● DATASET RECORDS
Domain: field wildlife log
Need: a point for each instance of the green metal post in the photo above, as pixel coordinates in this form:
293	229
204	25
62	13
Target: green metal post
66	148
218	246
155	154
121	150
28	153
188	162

● TASK TO COMPLETE
Please repeat these lines with "green metal post" changed to "wooden fence post" wherever it appears, leaving everything else untouched.

● WRITTEN RESPONSE
Domain: field wildlife log
Need: a point for each instance of the wooden fence post in the photo above, as pixel coordinates in this form:
293	229
204	25
62	13
Target: wooden fence post
66	148
218	246
155	154
121	150
28	153
188	162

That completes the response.